**TASK BRIEF**.
Write out the listing below from the line containing "the white metal" to its last line, unaltered, ends included.

—————

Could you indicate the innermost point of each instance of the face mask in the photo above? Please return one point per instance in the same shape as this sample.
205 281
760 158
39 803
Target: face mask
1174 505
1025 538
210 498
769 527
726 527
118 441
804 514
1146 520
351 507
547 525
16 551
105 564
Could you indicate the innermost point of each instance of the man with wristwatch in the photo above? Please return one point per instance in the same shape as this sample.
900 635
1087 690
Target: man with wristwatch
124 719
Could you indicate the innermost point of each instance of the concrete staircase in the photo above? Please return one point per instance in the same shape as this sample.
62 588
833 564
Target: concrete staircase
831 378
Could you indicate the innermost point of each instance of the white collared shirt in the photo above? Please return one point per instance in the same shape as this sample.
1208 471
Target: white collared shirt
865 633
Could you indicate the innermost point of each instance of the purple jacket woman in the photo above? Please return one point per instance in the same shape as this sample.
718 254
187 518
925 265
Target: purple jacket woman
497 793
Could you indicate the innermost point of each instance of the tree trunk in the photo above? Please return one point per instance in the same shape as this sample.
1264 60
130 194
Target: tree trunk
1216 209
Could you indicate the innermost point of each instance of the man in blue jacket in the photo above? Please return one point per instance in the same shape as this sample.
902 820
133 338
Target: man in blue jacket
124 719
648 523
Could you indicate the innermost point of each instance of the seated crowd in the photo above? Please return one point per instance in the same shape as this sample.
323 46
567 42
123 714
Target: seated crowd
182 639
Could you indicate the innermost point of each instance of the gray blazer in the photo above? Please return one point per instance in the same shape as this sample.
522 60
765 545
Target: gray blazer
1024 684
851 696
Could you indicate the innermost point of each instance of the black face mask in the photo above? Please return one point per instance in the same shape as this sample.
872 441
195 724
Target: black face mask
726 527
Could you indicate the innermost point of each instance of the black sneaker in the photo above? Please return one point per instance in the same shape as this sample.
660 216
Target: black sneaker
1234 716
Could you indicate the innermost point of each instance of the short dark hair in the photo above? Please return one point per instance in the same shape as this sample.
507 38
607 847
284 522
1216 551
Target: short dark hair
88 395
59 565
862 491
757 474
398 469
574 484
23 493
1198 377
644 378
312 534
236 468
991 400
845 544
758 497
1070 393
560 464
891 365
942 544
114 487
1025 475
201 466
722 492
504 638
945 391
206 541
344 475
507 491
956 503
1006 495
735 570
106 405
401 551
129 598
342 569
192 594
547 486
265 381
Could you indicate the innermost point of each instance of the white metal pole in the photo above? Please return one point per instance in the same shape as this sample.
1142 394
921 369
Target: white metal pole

—————

**SOLVED PROBLEM**.
Could you indicate the innermost point of each instance of the white metal pole in the photo above? Please return one point per instance in the same shape as this sample.
1142 394
921 369
Target: white metal pole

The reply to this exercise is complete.